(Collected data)

'''

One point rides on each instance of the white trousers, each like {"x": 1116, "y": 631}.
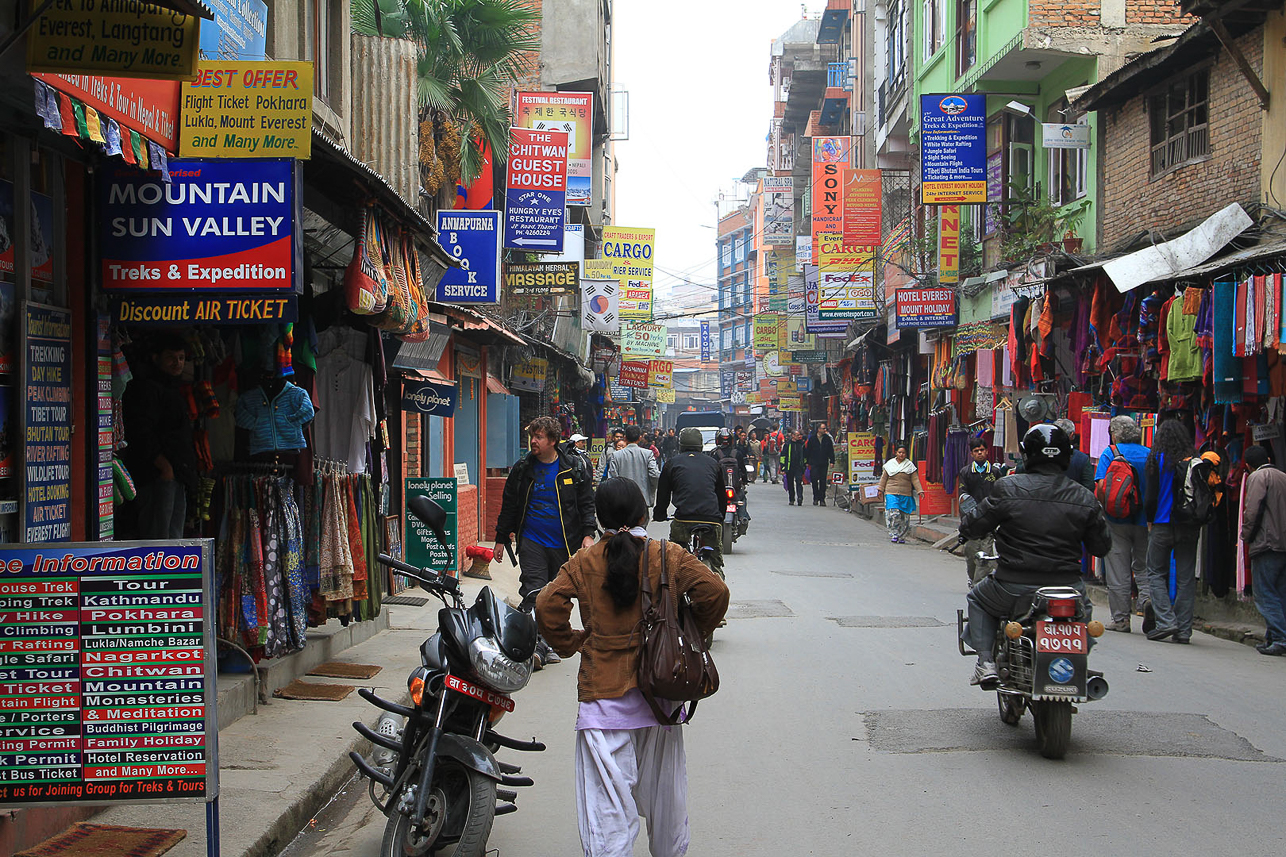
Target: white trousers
{"x": 623, "y": 775}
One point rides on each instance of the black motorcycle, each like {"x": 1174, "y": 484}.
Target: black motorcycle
{"x": 434, "y": 772}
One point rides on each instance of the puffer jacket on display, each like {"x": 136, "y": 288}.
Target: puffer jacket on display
{"x": 1041, "y": 520}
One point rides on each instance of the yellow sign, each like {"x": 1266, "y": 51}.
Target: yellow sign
{"x": 247, "y": 111}
{"x": 118, "y": 39}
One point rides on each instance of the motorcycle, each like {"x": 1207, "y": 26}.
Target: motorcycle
{"x": 432, "y": 770}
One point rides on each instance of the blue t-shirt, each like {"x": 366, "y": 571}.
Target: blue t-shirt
{"x": 1137, "y": 456}
{"x": 544, "y": 523}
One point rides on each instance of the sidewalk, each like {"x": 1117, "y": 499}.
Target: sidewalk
{"x": 280, "y": 766}
{"x": 1228, "y": 618}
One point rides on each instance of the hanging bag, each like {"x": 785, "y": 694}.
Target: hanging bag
{"x": 674, "y": 662}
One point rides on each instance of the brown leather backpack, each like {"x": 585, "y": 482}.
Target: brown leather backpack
{"x": 674, "y": 662}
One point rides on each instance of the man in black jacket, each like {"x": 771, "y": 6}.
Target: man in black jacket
{"x": 696, "y": 484}
{"x": 548, "y": 508}
{"x": 1041, "y": 520}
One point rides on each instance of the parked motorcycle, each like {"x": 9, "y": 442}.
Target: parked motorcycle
{"x": 432, "y": 770}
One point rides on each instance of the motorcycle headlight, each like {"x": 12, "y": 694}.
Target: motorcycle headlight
{"x": 495, "y": 668}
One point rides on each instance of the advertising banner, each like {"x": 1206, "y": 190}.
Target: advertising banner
{"x": 926, "y": 308}
{"x": 473, "y": 239}
{"x": 599, "y": 309}
{"x": 535, "y": 196}
{"x": 863, "y": 200}
{"x": 660, "y": 373}
{"x": 46, "y": 485}
{"x": 830, "y": 161}
{"x": 542, "y": 278}
{"x": 634, "y": 373}
{"x": 953, "y": 148}
{"x": 574, "y": 115}
{"x": 108, "y": 692}
{"x": 216, "y": 225}
{"x": 423, "y": 550}
{"x": 113, "y": 39}
{"x": 248, "y": 110}
{"x": 432, "y": 398}
{"x": 778, "y": 211}
{"x": 948, "y": 243}
{"x": 639, "y": 339}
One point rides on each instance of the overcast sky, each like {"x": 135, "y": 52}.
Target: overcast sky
{"x": 700, "y": 111}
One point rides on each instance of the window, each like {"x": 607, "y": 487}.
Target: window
{"x": 1068, "y": 167}
{"x": 966, "y": 35}
{"x": 934, "y": 26}
{"x": 1178, "y": 121}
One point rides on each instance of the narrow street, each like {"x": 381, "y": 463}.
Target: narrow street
{"x": 845, "y": 725}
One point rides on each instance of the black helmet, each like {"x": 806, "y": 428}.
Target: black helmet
{"x": 1046, "y": 443}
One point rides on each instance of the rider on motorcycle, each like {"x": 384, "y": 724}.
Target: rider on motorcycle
{"x": 725, "y": 453}
{"x": 696, "y": 485}
{"x": 1041, "y": 520}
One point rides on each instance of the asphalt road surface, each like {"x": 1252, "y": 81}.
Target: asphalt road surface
{"x": 845, "y": 725}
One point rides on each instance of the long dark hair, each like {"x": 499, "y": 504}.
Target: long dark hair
{"x": 1170, "y": 444}
{"x": 620, "y": 506}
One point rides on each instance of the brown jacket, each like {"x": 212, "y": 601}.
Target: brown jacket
{"x": 608, "y": 646}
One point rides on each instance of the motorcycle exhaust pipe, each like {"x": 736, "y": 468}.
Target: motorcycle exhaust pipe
{"x": 1096, "y": 687}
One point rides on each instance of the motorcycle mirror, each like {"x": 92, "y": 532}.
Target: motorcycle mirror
{"x": 430, "y": 514}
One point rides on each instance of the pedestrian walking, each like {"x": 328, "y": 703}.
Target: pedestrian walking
{"x": 976, "y": 480}
{"x": 1125, "y": 565}
{"x": 899, "y": 483}
{"x": 792, "y": 465}
{"x": 1263, "y": 529}
{"x": 626, "y": 763}
{"x": 637, "y": 463}
{"x": 819, "y": 452}
{"x": 1169, "y": 534}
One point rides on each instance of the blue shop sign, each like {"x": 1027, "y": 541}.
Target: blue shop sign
{"x": 432, "y": 398}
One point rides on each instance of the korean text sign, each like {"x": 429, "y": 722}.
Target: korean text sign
{"x": 473, "y": 239}
{"x": 569, "y": 112}
{"x": 953, "y": 148}
{"x": 535, "y": 191}
{"x": 247, "y": 110}
{"x": 108, "y": 674}
{"x": 221, "y": 225}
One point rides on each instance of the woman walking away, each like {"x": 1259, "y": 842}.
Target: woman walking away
{"x": 1168, "y": 533}
{"x": 900, "y": 485}
{"x": 626, "y": 763}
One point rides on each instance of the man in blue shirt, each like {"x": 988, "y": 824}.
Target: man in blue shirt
{"x": 1127, "y": 561}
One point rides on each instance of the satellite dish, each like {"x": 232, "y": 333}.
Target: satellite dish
{"x": 1038, "y": 407}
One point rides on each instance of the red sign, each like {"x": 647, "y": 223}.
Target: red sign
{"x": 151, "y": 107}
{"x": 538, "y": 160}
{"x": 634, "y": 373}
{"x": 862, "y": 205}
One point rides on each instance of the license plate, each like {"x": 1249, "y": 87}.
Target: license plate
{"x": 1064, "y": 637}
{"x": 490, "y": 698}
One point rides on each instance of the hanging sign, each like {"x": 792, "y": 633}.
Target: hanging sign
{"x": 46, "y": 430}
{"x": 571, "y": 113}
{"x": 120, "y": 39}
{"x": 423, "y": 550}
{"x": 107, "y": 673}
{"x": 535, "y": 197}
{"x": 217, "y": 225}
{"x": 247, "y": 110}
{"x": 434, "y": 398}
{"x": 953, "y": 148}
{"x": 473, "y": 239}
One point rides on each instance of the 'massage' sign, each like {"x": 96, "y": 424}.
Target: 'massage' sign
{"x": 216, "y": 225}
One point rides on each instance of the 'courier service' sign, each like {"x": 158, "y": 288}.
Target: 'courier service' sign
{"x": 216, "y": 225}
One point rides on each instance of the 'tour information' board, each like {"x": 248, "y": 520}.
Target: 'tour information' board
{"x": 107, "y": 678}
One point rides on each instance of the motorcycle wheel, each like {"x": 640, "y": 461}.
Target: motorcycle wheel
{"x": 1053, "y": 727}
{"x": 1011, "y": 708}
{"x": 459, "y": 792}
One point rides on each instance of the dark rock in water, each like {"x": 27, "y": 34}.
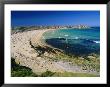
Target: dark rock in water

'''

# Task item:
Show each line of the data that contains the string "water".

# Written reply:
One point rides on each instance of the dark rock in water, each like {"x": 27, "y": 34}.
Target: dark rock in water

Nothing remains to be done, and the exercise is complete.